— Start SUPPLIED MATERIAL —

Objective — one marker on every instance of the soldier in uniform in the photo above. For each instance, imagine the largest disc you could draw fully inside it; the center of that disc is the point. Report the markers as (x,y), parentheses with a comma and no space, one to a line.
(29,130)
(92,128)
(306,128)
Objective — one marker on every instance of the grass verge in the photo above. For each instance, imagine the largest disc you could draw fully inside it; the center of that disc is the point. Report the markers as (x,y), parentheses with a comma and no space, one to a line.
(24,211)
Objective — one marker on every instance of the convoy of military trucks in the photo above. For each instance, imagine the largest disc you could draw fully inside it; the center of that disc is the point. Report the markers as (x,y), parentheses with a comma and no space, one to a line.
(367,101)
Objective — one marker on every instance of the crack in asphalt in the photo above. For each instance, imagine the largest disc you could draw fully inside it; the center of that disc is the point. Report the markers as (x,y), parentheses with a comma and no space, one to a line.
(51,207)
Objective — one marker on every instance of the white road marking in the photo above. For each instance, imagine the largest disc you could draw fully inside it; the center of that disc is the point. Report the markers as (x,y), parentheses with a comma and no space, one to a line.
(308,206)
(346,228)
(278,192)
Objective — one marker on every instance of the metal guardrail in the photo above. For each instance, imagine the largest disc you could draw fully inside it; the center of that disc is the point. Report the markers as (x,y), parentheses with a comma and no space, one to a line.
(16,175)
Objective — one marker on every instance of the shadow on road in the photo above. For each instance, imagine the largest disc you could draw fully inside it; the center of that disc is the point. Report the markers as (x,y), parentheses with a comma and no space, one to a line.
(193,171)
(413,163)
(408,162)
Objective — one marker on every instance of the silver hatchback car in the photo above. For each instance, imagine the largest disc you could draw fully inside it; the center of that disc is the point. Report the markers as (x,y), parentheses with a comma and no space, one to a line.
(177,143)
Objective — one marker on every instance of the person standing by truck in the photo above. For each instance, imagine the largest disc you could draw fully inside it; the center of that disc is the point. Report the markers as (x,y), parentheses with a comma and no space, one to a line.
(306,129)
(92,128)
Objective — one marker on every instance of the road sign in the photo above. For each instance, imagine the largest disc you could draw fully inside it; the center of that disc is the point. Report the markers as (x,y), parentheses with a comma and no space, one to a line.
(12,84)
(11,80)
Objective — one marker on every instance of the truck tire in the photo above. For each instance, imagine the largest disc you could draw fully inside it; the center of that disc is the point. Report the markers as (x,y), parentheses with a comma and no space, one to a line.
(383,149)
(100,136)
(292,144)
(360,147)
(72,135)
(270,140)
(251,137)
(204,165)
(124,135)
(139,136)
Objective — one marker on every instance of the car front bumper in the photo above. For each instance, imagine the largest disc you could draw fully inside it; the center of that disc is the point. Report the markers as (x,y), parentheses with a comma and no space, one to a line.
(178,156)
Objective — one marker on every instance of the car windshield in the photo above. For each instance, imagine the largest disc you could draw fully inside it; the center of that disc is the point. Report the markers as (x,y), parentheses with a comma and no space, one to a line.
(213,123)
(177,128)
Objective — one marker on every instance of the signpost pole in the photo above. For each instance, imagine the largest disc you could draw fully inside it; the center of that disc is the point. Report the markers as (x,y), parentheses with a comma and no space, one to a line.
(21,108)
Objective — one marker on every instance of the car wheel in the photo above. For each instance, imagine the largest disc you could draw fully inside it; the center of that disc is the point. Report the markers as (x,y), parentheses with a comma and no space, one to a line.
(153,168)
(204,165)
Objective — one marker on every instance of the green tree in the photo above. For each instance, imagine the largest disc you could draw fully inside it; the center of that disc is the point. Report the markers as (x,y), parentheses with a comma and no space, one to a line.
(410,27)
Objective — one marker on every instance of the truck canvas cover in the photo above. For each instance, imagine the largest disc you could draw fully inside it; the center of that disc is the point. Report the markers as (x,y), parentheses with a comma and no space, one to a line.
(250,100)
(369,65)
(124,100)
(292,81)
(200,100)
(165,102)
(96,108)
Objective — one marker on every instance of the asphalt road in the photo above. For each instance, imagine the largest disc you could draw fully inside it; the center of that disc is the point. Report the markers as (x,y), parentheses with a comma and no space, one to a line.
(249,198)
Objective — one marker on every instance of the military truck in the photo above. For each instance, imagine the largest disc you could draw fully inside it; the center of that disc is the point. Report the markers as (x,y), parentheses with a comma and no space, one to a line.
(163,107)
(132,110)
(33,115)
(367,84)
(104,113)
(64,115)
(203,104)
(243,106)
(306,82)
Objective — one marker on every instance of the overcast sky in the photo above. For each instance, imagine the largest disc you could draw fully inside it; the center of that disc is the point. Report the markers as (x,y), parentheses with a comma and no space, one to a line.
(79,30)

— End SUPPLIED MATERIAL —
— Start SUPPLIED MATERIAL —

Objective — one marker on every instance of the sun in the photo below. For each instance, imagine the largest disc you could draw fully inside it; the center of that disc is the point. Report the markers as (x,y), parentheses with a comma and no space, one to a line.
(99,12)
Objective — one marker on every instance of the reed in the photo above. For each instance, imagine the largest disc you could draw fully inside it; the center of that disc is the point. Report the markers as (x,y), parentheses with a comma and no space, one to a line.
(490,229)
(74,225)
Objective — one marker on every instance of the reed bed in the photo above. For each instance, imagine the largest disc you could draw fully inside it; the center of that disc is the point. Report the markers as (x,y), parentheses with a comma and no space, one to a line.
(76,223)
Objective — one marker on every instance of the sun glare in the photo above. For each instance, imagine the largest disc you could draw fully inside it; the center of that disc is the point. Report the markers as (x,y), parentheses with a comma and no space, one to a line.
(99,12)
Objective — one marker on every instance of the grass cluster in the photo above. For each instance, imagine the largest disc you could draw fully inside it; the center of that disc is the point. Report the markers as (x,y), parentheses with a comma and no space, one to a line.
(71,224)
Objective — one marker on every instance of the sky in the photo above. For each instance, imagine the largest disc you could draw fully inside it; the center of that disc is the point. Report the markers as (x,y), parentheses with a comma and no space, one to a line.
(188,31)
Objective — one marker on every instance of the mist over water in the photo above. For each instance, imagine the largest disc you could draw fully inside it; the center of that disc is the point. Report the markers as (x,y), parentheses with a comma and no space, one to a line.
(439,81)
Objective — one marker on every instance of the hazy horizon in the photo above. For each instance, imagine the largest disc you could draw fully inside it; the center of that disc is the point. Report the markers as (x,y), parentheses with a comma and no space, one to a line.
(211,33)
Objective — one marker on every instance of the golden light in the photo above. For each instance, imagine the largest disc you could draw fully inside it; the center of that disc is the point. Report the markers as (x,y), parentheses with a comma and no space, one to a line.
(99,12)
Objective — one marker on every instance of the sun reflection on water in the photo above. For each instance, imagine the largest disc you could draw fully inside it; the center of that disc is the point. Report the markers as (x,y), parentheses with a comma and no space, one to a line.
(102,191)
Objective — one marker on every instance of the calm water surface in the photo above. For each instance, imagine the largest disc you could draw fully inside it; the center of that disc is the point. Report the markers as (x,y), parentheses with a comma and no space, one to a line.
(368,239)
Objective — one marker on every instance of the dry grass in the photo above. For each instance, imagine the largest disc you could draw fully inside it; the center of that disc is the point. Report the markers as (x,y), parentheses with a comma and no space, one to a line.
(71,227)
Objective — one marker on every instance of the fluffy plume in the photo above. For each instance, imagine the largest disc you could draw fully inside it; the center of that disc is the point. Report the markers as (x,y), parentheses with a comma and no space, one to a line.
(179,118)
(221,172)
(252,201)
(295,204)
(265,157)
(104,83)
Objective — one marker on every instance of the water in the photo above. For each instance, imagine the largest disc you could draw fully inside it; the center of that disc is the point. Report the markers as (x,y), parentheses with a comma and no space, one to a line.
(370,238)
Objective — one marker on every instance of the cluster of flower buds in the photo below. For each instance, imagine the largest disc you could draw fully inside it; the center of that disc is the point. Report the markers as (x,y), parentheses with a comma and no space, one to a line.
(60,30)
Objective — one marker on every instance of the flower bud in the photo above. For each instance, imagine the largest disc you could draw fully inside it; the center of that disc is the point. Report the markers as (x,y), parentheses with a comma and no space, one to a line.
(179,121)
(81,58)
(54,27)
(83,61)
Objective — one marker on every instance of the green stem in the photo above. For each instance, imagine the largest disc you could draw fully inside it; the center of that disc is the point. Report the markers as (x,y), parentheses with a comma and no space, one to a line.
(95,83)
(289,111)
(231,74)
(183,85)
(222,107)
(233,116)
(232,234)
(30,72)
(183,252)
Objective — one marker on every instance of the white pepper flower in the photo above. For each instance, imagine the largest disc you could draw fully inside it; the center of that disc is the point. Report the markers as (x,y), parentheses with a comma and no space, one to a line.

— End SUPPLIED MATERIAL —
— Start SUPPLIED MATERIAL —

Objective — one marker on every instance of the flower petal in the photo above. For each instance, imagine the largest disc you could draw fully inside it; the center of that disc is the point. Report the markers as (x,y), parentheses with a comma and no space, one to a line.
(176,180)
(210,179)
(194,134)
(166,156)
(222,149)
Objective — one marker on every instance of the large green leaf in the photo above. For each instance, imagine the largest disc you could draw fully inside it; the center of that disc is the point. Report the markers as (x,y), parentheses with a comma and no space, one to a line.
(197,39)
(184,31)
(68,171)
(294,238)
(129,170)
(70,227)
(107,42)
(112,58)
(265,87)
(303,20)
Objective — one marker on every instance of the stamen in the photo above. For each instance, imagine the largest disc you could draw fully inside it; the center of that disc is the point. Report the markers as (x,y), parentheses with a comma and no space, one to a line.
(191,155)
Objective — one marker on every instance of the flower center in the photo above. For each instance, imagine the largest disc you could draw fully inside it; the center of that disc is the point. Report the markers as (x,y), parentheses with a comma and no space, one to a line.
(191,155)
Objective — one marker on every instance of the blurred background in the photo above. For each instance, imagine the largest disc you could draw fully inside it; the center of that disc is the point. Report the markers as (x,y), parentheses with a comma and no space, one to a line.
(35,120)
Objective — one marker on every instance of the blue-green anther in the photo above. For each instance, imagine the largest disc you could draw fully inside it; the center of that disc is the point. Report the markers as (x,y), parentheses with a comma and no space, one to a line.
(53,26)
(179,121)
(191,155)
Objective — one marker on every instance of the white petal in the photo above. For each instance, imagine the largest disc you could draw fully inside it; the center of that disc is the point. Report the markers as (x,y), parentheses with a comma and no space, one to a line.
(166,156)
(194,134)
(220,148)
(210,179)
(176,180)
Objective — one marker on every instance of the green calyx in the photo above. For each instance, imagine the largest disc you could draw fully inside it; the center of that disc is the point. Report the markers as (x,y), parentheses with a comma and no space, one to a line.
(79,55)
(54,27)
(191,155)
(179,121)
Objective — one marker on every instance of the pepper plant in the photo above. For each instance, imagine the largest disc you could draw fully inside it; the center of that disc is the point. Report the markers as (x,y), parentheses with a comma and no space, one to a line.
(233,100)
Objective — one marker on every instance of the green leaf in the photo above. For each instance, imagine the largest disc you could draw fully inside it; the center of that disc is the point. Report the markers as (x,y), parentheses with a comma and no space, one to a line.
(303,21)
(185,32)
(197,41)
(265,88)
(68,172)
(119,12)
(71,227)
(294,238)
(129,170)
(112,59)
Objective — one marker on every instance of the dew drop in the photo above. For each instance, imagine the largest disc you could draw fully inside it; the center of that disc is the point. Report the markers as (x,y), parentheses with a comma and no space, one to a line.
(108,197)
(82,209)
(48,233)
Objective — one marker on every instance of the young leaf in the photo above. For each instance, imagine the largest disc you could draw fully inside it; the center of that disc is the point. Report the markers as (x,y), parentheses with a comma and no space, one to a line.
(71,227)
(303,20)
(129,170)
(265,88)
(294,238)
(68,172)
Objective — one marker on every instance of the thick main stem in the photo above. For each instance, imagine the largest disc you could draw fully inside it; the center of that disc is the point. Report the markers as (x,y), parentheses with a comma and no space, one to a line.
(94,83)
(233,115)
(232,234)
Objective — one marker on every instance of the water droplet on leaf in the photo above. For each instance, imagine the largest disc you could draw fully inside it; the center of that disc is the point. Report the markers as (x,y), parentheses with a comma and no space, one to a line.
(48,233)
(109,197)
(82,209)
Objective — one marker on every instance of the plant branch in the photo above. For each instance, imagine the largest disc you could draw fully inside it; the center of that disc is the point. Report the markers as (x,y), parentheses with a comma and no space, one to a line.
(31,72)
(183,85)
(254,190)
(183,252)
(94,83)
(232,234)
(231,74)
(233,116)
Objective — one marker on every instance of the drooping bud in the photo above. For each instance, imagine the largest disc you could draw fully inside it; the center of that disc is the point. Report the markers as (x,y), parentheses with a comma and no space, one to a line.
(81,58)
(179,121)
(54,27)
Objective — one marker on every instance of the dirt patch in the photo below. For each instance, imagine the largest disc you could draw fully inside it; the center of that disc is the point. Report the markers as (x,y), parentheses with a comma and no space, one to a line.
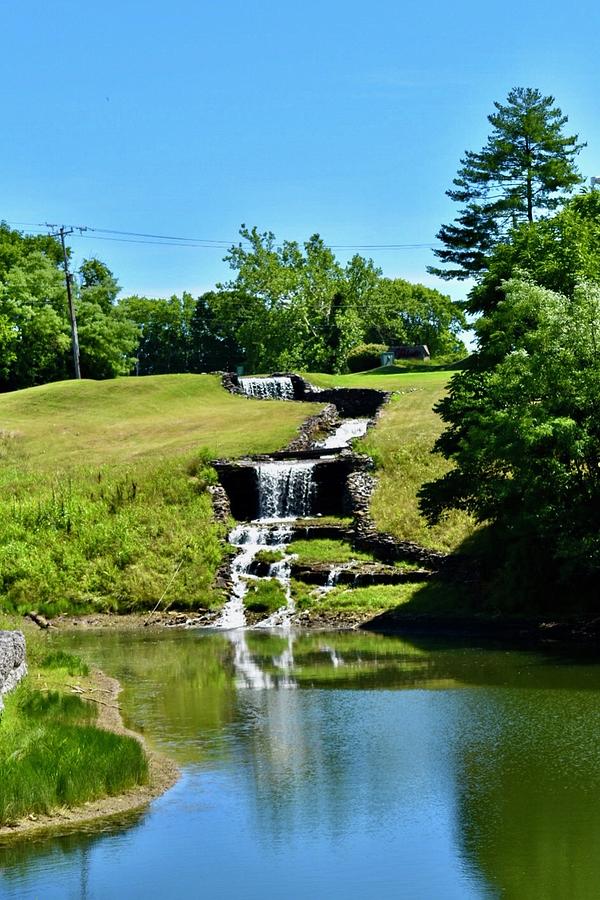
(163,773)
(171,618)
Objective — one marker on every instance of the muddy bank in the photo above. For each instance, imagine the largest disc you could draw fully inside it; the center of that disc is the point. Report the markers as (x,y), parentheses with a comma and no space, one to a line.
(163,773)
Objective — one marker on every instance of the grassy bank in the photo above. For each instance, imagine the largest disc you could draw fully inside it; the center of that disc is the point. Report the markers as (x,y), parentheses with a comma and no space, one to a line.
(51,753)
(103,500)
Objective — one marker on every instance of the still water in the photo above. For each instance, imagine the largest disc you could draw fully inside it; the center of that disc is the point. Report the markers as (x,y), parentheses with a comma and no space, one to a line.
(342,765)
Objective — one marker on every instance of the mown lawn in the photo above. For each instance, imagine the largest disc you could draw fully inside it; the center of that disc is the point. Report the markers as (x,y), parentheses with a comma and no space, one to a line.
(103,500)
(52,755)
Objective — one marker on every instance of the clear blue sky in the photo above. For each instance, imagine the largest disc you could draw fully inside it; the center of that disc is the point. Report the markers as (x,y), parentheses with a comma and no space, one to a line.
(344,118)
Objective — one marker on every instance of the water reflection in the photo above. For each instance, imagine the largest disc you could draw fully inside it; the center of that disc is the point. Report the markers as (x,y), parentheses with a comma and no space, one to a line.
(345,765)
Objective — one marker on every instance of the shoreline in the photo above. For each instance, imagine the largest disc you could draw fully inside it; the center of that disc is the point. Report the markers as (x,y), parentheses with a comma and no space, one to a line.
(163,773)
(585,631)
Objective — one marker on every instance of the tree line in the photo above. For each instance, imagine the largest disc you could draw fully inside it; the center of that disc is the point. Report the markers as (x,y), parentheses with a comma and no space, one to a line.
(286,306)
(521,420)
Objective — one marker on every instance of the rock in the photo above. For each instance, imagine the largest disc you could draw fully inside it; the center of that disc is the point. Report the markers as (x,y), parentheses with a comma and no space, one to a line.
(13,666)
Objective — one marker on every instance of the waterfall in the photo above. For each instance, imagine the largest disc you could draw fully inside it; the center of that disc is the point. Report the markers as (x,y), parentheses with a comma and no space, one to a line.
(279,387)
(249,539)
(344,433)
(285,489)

— End SUPPLIED MATERIAL —

> **EXERCISE**
Count the lines in the records that contain the word "asphalt". Reply with the number alone.

> **RESPONSE**
2